## Exercise instructions
The whole set of entries is to be restated word for word.

## Supplied entries
----------------------------------------
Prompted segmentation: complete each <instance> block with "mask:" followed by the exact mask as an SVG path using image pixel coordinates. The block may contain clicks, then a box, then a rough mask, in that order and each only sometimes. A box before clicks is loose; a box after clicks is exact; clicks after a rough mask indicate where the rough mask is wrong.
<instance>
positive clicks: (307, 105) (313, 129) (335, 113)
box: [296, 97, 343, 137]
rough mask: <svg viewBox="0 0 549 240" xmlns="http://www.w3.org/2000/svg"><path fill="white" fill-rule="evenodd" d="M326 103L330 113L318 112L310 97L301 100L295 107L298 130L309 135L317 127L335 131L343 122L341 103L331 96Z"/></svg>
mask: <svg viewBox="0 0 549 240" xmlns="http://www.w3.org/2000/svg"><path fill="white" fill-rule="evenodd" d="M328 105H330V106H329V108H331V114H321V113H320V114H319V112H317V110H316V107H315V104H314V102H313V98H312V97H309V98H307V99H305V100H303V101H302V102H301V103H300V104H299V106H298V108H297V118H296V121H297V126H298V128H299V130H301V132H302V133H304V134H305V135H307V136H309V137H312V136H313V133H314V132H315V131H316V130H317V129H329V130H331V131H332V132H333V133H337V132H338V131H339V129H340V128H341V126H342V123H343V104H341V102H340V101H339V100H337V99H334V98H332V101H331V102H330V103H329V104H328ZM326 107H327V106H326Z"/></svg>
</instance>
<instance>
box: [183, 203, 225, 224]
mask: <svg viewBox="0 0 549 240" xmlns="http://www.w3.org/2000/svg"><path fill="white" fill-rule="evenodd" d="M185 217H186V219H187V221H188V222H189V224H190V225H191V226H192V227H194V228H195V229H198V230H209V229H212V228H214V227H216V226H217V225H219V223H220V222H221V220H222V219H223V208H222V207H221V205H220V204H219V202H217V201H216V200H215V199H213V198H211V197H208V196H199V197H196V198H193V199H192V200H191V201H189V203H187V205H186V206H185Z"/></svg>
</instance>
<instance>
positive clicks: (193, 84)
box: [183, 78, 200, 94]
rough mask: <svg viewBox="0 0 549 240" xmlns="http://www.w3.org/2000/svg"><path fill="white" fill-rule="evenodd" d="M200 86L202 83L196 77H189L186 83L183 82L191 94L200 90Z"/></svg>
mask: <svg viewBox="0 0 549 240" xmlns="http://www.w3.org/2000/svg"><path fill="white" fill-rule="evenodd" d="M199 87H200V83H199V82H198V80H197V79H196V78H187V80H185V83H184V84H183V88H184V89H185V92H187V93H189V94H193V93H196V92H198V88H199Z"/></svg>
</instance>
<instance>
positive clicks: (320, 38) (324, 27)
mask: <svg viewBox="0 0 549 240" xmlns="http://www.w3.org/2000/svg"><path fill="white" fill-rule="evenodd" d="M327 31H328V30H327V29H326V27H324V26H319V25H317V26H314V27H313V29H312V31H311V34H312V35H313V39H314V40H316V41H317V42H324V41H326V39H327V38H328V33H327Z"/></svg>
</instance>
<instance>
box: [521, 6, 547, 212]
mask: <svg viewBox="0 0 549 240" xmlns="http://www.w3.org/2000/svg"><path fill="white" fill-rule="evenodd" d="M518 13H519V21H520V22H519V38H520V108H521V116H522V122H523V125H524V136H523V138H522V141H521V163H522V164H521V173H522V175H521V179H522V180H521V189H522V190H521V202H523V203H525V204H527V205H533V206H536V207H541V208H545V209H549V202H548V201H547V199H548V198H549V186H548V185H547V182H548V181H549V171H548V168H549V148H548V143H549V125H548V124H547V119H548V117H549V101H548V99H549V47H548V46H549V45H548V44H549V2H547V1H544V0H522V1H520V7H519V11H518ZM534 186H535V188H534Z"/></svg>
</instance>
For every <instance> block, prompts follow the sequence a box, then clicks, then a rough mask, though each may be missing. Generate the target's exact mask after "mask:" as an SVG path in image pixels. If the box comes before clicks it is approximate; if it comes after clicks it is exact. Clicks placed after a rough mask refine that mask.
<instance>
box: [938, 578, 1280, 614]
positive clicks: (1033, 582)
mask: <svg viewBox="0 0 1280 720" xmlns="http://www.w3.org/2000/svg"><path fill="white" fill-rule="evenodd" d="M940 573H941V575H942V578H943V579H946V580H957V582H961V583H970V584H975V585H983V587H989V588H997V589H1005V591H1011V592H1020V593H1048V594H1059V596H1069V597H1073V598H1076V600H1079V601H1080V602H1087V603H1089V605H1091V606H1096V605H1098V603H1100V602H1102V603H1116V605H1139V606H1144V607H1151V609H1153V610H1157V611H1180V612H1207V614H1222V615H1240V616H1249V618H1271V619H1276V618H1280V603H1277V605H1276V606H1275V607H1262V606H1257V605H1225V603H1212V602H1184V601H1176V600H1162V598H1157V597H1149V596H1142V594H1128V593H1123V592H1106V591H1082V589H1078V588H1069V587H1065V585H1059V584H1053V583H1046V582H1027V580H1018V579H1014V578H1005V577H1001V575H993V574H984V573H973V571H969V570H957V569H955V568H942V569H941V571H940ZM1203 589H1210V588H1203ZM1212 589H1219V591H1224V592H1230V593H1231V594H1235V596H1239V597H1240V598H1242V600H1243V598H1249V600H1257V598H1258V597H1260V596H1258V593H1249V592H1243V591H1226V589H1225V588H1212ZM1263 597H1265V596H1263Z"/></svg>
----------------------------------------
## Finished exercise
Prompted segmentation: complete each <instance> block with "mask:" followed by the exact mask as an SVG path using image pixel coordinates. The block may contain clicks, then a box, then a rough mask, in that order and each only sometimes. A box before clicks is loose; a box after clicks is exact; clicks after a rough mask indicate where the rough mask is wrong.
<instance>
positive clicks: (307, 105) (313, 129) (335, 113)
box: [296, 97, 343, 137]
rough mask: <svg viewBox="0 0 549 240" xmlns="http://www.w3.org/2000/svg"><path fill="white" fill-rule="evenodd" d="M326 103L330 113L318 112L310 97L301 100L295 107L298 130L309 135L317 127L335 131L343 122L341 103L331 96Z"/></svg>
mask: <svg viewBox="0 0 549 240" xmlns="http://www.w3.org/2000/svg"><path fill="white" fill-rule="evenodd" d="M328 105H330V106H329V108H331V114H321V113H320V114H319V112H317V110H316V107H315V104H314V102H313V98H312V97H309V98H307V99H305V100H303V101H302V102H301V103H300V104H299V106H298V108H297V118H296V121H297V126H298V128H299V130H301V132H302V133H304V134H305V135H307V136H309V137H312V136H313V133H314V132H315V131H316V130H317V129H329V130H331V131H332V132H333V133H337V132H338V131H339V129H340V128H341V126H342V123H343V104H341V102H340V101H339V100H337V99H334V98H332V101H331V102H330V103H329V104H328ZM326 107H327V106H326Z"/></svg>
</instance>
<instance>
box: [183, 203, 225, 224]
mask: <svg viewBox="0 0 549 240" xmlns="http://www.w3.org/2000/svg"><path fill="white" fill-rule="evenodd" d="M185 217H186V219H187V221H188V222H189V224H190V225H191V226H192V227H194V228H195V229H198V230H209V229H212V228H214V227H216V226H217V225H219V223H220V222H221V220H222V219H223V208H222V207H221V205H220V204H219V202H217V201H216V200H215V199H213V198H211V197H208V196H199V197H196V198H193V199H192V200H191V201H189V203H187V205H186V206H185Z"/></svg>
</instance>
<instance>
positive clicks: (193, 84)
box: [183, 78, 200, 94]
rough mask: <svg viewBox="0 0 549 240" xmlns="http://www.w3.org/2000/svg"><path fill="white" fill-rule="evenodd" d="M200 86L202 83L196 77H189L186 83L183 82L191 94L200 90Z"/></svg>
mask: <svg viewBox="0 0 549 240" xmlns="http://www.w3.org/2000/svg"><path fill="white" fill-rule="evenodd" d="M199 87H200V83H199V82H198V80H197V79H196V78H187V80H185V83H184V84H183V88H184V89H185V92H187V93H189V94H193V93H196V92H198V88H199Z"/></svg>
</instance>
<instance>
positive clicks: (320, 38) (324, 27)
mask: <svg viewBox="0 0 549 240" xmlns="http://www.w3.org/2000/svg"><path fill="white" fill-rule="evenodd" d="M327 31H328V30H327V29H326V27H324V26H319V25H317V26H314V27H313V29H312V31H311V34H312V35H313V39H314V40H316V41H317V42H324V41H326V39H327V38H328V33H327Z"/></svg>
</instance>
<instance>
box: [521, 6, 547, 212]
mask: <svg viewBox="0 0 549 240" xmlns="http://www.w3.org/2000/svg"><path fill="white" fill-rule="evenodd" d="M518 13H519V21H520V22H519V38H520V108H521V116H522V122H523V125H524V136H523V138H522V141H521V163H522V164H521V173H522V175H521V179H522V180H521V189H522V190H521V202H523V203H525V204H527V205H533V206H536V207H541V208H545V209H549V202H548V201H547V199H548V198H549V186H548V185H547V182H548V181H549V171H548V168H549V148H548V143H549V125H548V124H547V119H548V117H549V101H548V99H549V47H548V46H549V45H548V44H549V2H547V1H544V0H522V1H520V7H519V11H518ZM534 186H535V188H534Z"/></svg>
</instance>
For every <instance> block, prompts follow the sequence a box, then clicks, then a rough mask, though each may be missing. Generate the target's exact mask after "mask:" as an SVG path in image pixels. If the box comes before clicks it is approximate; if it comes after clicks it is exact. Clicks placed after a rough mask refine that mask.
<instance>
box: [938, 578, 1280, 614]
positive clicks: (1033, 582)
mask: <svg viewBox="0 0 1280 720" xmlns="http://www.w3.org/2000/svg"><path fill="white" fill-rule="evenodd" d="M940 573H941V575H942V578H943V579H946V580H957V582H961V583H970V584H975V585H983V587H989V588H997V589H1005V591H1011V592H1020V593H1048V594H1059V596H1069V597H1073V598H1076V600H1079V601H1080V602H1087V603H1089V605H1091V606H1096V605H1098V603H1100V602H1102V603H1116V605H1139V606H1144V607H1151V609H1153V610H1157V611H1180V612H1207V614H1222V615H1240V616H1249V618H1271V619H1276V618H1280V603H1277V605H1276V606H1275V607H1262V606H1257V605H1225V603H1212V602H1184V601H1176V600H1162V598H1157V597H1149V596H1142V594H1128V593H1123V592H1106V591H1082V589H1078V588H1069V587H1065V585H1059V584H1053V583H1046V582H1027V580H1018V579H1014V578H1005V577H1001V575H993V574H984V573H973V571H969V570H957V569H955V568H942V569H941V571H940ZM1203 589H1210V588H1203ZM1212 589H1219V591H1224V592H1230V593H1231V594H1235V596H1239V597H1240V598H1242V600H1243V598H1249V600H1257V598H1258V597H1260V596H1258V593H1249V592H1243V591H1226V589H1225V588H1212ZM1263 597H1265V596H1263Z"/></svg>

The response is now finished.